### Records supplied:

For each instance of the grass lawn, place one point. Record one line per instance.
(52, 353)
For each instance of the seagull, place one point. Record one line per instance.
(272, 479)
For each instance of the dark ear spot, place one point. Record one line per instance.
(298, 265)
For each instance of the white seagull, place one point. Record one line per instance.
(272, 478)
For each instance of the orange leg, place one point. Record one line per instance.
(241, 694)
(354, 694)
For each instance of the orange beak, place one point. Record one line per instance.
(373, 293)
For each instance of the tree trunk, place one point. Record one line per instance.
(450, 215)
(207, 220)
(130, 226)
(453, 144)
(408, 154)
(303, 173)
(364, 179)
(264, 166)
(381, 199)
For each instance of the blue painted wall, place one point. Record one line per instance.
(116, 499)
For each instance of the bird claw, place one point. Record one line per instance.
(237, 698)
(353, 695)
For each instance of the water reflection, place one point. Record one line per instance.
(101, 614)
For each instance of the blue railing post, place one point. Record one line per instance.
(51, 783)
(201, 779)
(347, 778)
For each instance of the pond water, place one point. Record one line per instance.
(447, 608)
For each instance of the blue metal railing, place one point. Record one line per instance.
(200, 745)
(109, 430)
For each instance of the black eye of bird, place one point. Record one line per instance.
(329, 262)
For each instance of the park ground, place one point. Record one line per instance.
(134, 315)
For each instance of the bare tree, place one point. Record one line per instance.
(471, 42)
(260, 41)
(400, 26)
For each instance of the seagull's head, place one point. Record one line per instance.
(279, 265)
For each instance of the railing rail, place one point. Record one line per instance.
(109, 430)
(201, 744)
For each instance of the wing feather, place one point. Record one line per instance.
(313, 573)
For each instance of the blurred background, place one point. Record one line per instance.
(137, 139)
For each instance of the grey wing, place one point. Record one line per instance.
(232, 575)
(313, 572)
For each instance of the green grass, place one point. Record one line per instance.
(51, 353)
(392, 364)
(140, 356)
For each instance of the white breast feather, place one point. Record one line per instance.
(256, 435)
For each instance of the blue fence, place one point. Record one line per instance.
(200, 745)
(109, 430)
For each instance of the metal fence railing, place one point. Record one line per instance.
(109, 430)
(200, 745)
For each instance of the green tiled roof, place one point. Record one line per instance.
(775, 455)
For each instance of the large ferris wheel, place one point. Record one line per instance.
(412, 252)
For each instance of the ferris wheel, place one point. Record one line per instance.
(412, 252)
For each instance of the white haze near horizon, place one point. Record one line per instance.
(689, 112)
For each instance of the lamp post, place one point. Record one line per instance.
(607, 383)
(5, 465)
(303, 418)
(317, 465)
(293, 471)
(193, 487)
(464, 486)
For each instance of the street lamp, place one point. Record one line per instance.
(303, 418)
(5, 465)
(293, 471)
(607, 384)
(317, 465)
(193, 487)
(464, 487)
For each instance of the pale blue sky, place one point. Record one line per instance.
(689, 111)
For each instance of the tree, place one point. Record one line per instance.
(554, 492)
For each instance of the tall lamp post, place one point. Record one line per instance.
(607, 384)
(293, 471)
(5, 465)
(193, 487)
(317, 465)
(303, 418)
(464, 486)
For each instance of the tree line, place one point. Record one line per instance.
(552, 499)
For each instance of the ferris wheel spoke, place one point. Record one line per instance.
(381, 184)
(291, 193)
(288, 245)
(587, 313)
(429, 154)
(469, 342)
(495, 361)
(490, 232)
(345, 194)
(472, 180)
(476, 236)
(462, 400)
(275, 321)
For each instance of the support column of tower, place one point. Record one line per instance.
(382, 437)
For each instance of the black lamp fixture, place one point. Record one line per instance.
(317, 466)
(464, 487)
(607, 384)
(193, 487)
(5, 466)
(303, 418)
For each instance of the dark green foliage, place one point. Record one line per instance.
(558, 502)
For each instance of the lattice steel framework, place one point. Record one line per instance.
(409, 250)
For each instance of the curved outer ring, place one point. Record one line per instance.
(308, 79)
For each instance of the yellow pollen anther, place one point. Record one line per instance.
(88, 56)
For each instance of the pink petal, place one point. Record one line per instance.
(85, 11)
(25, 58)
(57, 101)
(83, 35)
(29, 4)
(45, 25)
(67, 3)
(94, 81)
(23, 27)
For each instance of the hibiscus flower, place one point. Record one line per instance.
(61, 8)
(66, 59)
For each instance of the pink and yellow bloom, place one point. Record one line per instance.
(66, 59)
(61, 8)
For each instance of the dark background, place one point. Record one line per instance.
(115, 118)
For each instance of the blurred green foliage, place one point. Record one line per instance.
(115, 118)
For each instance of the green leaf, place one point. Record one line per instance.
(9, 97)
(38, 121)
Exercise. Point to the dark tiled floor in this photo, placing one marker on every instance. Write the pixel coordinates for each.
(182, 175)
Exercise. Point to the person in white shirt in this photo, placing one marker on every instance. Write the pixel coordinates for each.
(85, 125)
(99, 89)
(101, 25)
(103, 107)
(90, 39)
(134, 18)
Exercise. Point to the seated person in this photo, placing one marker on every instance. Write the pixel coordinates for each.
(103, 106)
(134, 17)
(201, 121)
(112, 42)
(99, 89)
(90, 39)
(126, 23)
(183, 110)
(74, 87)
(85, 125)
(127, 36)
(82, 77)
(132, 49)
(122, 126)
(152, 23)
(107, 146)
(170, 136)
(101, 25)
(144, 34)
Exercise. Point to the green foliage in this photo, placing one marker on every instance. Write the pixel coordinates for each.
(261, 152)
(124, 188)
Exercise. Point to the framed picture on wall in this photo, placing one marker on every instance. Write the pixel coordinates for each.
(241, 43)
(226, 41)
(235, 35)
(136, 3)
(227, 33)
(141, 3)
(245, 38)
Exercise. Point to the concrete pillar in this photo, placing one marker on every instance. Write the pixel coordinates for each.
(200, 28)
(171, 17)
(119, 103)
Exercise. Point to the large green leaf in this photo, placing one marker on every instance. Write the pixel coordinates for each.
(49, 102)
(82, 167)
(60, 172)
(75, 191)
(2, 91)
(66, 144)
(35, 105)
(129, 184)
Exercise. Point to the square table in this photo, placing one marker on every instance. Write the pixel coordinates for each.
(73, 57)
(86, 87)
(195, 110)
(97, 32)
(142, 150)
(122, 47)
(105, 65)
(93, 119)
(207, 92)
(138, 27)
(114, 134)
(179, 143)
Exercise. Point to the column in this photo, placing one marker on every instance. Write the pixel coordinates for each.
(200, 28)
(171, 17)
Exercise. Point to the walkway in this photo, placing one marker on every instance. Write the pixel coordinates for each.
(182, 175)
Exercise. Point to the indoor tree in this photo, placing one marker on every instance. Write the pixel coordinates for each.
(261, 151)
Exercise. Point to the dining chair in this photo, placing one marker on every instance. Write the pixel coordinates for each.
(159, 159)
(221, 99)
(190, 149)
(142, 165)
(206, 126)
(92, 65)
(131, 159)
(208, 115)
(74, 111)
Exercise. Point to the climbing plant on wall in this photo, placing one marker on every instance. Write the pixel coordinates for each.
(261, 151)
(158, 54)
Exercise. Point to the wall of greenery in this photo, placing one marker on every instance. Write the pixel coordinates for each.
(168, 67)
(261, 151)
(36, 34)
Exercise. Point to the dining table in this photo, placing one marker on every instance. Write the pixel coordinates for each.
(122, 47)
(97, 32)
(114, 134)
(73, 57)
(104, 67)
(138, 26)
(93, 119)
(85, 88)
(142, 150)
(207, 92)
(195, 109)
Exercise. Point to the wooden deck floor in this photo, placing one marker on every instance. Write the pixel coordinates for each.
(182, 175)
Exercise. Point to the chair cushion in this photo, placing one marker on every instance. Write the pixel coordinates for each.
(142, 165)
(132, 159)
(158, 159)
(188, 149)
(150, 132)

### Stated problem:
Give back exactly the lines from the line holding "Exercise. Point to the dining chair" through the last line of the listing, including both.

### Task result:
Exercise. Point to the dining chair in this photo, placing one marker on every instance. Write the pixel coordinates for each.
(159, 159)
(221, 99)
(190, 149)
(142, 165)
(206, 126)
(92, 65)
(131, 159)
(208, 115)
(74, 111)
Exercise. Point to the climbing plant on wall in this photo, placing one marker on every instance. Write the pixel coordinates for each.
(261, 151)
(158, 54)
Exercise. Point to the wall of greenery in this photo, placing one marker on every instance. Write the pixel coordinates for each.
(168, 67)
(261, 151)
(36, 34)
Exercise. Point to the dining table in this photo, placing one marker on every instance. Write the pixel coordinates for each.
(122, 47)
(97, 32)
(114, 134)
(73, 57)
(104, 67)
(138, 26)
(93, 119)
(85, 88)
(142, 150)
(207, 92)
(195, 109)
Exercise. Point to the wooden deck floor in this photo, placing one marker on every instance. Write the pixel coordinates for each.
(182, 175)
Exercise. Point to the chair cushion in this photo, placing one marker on every instance. Write the pixel coordinates for each.
(142, 165)
(132, 159)
(158, 159)
(188, 149)
(150, 132)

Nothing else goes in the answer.